▶ Task:
The lines to be copied run from the one containing "[tag] white t-shirt (a dot for each instance)" to the end of the material below; reproduce them exactly, including both ends, and nothing more.

▶ Task data:
****************************************
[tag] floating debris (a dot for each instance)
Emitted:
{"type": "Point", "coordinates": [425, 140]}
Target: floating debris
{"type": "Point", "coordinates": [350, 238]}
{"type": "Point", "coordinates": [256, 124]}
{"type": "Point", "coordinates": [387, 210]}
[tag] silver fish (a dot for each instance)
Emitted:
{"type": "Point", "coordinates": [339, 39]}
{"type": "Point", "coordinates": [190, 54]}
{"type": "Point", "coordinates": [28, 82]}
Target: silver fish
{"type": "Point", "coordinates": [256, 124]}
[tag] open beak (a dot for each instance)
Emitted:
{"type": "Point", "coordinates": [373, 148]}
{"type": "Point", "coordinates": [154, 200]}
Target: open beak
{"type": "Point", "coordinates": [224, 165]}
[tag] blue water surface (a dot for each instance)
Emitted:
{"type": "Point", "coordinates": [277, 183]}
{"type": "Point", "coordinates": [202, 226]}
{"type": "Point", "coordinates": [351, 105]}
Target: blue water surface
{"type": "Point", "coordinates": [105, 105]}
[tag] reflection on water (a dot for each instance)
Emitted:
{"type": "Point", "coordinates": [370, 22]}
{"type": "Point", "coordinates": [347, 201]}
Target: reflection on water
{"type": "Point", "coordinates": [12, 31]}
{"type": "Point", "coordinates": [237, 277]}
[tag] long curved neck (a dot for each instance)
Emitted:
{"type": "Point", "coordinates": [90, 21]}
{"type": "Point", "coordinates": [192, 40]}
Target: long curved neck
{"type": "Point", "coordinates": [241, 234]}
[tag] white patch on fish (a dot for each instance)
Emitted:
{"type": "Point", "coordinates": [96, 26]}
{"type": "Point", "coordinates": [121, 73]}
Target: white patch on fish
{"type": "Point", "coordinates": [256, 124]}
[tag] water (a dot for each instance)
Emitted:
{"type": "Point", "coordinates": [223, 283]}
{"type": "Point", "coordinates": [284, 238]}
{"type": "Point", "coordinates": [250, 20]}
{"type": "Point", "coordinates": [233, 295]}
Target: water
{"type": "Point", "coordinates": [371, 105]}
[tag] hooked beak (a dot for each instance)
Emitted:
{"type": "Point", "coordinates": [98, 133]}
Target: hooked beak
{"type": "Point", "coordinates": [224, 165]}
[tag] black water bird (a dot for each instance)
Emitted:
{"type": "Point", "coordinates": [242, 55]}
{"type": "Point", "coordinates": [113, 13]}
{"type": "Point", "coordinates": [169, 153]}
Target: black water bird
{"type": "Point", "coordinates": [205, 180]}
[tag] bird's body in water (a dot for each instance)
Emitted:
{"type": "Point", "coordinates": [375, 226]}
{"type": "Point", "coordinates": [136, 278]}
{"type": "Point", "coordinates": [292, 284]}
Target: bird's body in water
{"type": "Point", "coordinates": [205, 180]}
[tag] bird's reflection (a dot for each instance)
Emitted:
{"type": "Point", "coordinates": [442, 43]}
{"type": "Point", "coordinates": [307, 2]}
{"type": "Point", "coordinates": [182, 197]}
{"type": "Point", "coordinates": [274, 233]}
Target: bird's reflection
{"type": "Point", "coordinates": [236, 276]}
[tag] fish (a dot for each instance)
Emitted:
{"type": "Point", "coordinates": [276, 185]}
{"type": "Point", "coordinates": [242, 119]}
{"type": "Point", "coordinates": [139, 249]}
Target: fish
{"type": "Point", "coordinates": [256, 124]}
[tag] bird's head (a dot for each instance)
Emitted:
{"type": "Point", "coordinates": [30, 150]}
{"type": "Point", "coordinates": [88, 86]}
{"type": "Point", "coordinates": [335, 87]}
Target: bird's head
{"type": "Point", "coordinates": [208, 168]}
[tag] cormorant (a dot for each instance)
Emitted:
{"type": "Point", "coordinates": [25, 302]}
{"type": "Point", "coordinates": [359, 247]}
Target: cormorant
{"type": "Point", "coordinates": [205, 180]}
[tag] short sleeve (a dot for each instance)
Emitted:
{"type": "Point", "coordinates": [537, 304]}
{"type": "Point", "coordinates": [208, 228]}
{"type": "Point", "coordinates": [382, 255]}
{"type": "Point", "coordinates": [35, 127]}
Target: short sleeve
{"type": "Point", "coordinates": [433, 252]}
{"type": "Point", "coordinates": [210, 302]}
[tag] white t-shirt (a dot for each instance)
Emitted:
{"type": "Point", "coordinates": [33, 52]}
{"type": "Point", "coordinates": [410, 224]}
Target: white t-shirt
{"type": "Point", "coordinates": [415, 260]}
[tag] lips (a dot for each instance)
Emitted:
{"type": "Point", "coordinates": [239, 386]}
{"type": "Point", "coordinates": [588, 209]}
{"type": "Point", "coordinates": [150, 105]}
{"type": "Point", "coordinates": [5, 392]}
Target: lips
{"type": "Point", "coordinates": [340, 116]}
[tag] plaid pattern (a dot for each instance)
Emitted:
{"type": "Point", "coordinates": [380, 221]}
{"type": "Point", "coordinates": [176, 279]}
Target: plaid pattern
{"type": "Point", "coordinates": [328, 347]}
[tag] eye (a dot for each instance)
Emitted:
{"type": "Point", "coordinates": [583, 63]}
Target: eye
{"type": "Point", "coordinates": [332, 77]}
****************************************
▶ Written response:
[tag] white t-shirt (a dot for each instance)
Emitted:
{"type": "Point", "coordinates": [33, 52]}
{"type": "Point", "coordinates": [410, 224]}
Target: white t-shirt
{"type": "Point", "coordinates": [415, 260]}
[tag] lips (a dot for each instance)
Emitted:
{"type": "Point", "coordinates": [239, 386]}
{"type": "Point", "coordinates": [588, 209]}
{"type": "Point", "coordinates": [150, 105]}
{"type": "Point", "coordinates": [5, 392]}
Target: lips
{"type": "Point", "coordinates": [340, 116]}
[tag] plaid pattern (a dot for each instance)
Emitted:
{"type": "Point", "coordinates": [380, 221]}
{"type": "Point", "coordinates": [176, 279]}
Target: plaid pattern
{"type": "Point", "coordinates": [328, 347]}
[tag] eye (a dot for each instance)
Emitted:
{"type": "Point", "coordinates": [583, 63]}
Target: eye
{"type": "Point", "coordinates": [332, 77]}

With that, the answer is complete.